WHAT YOU WILL DO:
Please lay out every line of the records below as a numbered list, leaving out any blank lines.
══ DATASET EXTRACT ══
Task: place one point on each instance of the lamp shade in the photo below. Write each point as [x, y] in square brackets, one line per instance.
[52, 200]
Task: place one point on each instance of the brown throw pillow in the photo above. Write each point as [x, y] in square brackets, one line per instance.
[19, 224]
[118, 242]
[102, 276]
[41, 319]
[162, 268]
═══
SOLVED PROBLEM:
1. Task: place one point on each instance of the lamp shade in the photo below. Write each point as [x, y] in square brackets, one line per instance.
2. [52, 200]
3. Task: place one point on each instance of the brown throw pillow in the photo above. Write each point as [x, y] in square brackets, one line per instance.
4. [19, 224]
5. [118, 242]
6. [102, 276]
7. [41, 319]
8. [162, 268]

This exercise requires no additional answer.